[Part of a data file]

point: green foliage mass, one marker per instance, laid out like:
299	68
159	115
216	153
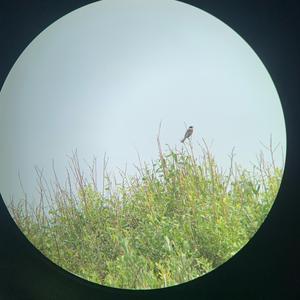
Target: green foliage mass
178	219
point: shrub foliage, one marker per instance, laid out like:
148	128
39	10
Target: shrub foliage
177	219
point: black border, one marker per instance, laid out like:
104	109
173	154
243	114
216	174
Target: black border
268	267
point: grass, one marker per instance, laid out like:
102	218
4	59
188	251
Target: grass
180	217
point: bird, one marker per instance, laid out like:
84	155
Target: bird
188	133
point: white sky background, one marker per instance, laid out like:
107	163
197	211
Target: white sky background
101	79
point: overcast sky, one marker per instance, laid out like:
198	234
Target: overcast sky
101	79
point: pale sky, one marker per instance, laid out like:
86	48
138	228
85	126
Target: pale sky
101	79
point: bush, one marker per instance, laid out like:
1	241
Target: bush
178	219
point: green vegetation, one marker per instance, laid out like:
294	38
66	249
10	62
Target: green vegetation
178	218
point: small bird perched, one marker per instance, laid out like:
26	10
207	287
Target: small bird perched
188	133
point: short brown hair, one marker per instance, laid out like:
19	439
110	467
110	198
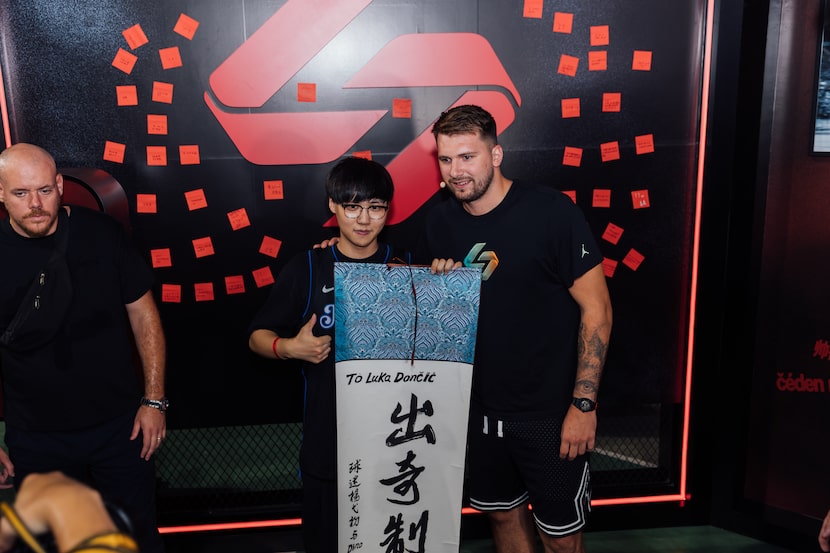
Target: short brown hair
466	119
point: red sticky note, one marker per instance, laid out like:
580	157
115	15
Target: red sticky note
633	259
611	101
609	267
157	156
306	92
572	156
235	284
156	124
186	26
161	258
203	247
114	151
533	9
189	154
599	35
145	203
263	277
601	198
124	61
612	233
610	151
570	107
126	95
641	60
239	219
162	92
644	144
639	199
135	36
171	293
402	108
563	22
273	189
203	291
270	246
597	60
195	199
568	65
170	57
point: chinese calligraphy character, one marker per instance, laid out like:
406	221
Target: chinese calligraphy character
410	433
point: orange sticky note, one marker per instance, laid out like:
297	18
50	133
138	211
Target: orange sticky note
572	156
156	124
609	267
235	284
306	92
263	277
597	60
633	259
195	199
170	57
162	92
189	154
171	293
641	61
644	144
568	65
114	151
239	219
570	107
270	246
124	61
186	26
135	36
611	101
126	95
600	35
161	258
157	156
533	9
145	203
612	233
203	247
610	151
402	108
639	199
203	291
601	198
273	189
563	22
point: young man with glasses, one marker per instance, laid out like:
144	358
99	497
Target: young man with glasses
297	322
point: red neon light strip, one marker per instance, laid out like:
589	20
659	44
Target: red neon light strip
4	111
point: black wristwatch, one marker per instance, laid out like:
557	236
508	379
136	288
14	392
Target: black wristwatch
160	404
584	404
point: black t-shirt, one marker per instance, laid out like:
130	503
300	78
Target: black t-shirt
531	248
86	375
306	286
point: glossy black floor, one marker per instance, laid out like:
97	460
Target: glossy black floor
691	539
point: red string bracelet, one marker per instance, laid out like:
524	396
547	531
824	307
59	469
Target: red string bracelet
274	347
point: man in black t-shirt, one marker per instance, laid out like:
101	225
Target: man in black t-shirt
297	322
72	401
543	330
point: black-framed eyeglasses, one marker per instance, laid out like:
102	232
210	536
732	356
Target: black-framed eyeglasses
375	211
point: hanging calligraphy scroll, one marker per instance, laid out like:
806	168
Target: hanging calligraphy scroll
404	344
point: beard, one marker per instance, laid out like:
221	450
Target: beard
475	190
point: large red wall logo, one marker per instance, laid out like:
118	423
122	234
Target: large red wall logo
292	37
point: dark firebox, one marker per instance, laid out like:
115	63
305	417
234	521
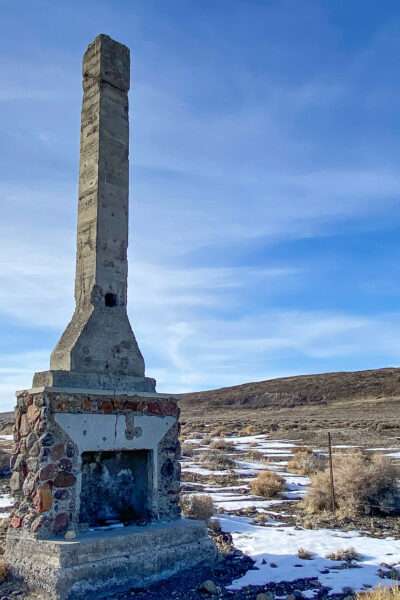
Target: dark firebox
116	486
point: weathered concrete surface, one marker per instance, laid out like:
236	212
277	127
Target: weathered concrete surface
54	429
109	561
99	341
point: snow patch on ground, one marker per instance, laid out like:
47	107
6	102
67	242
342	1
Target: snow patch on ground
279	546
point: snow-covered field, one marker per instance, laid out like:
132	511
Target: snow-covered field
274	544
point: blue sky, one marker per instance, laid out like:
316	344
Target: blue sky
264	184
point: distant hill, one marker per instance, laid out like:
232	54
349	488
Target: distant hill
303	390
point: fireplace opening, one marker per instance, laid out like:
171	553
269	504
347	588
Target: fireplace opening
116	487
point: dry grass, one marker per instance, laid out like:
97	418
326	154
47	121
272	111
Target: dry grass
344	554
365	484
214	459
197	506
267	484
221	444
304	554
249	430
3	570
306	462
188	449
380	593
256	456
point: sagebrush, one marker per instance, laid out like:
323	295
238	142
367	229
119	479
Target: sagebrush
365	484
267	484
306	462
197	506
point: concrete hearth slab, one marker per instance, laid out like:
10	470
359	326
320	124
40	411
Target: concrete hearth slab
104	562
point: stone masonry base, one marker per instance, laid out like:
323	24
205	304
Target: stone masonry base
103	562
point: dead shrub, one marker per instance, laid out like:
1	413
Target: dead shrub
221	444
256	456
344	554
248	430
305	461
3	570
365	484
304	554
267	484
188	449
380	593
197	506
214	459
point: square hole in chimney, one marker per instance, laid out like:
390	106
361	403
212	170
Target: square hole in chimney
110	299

==

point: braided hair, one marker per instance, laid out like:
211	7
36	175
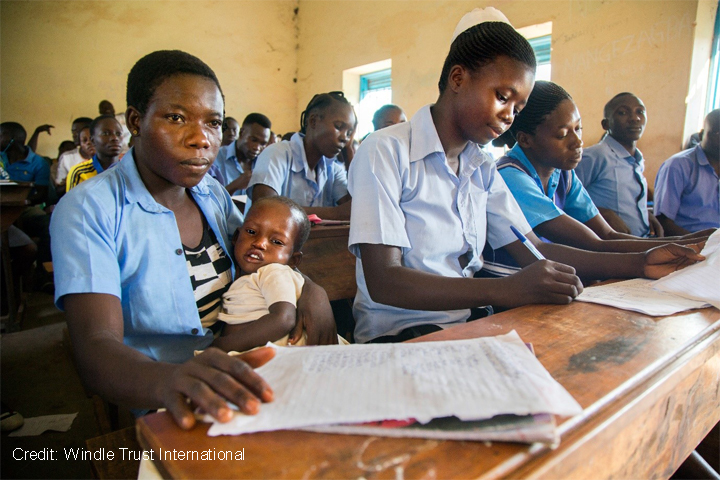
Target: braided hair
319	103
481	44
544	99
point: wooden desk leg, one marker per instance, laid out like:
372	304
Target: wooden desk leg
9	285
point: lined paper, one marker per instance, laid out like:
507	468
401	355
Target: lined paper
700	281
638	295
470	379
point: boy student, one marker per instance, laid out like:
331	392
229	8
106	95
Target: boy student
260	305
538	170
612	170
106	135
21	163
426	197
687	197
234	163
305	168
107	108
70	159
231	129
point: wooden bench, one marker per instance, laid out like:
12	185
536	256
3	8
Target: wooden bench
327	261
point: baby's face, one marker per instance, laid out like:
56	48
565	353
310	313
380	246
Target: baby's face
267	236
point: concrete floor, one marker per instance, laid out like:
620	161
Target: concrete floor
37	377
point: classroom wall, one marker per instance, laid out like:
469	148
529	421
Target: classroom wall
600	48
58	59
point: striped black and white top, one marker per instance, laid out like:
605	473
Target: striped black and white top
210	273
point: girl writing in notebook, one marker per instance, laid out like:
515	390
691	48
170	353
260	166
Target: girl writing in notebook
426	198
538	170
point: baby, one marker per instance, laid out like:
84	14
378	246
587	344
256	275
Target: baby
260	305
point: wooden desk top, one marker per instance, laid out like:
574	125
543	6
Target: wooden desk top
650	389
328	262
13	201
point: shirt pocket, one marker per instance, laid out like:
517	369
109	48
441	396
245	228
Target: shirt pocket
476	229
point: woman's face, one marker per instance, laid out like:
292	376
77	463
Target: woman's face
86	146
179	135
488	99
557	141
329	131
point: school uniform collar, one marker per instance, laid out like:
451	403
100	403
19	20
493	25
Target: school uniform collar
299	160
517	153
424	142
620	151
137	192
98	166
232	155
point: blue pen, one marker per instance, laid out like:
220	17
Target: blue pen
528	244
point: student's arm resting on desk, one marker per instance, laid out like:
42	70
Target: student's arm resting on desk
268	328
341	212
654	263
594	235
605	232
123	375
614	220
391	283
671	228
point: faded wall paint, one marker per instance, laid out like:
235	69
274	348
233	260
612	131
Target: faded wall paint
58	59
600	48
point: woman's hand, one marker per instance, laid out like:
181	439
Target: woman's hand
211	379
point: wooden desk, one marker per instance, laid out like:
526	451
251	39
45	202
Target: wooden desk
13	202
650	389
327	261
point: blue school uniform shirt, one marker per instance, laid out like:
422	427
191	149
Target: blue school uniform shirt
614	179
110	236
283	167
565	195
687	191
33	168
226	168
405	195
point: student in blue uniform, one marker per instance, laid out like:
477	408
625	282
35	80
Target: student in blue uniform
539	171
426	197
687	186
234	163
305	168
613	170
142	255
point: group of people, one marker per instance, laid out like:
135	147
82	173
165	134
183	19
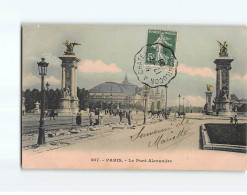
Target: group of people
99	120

:: EXERCISE OBJECTIVE ::
Return each line above that contains the string "dark". Case counts.

:: THE SOLUTION ::
point: dark firebox, one marker per instance, laid out like:
Target: dark firebox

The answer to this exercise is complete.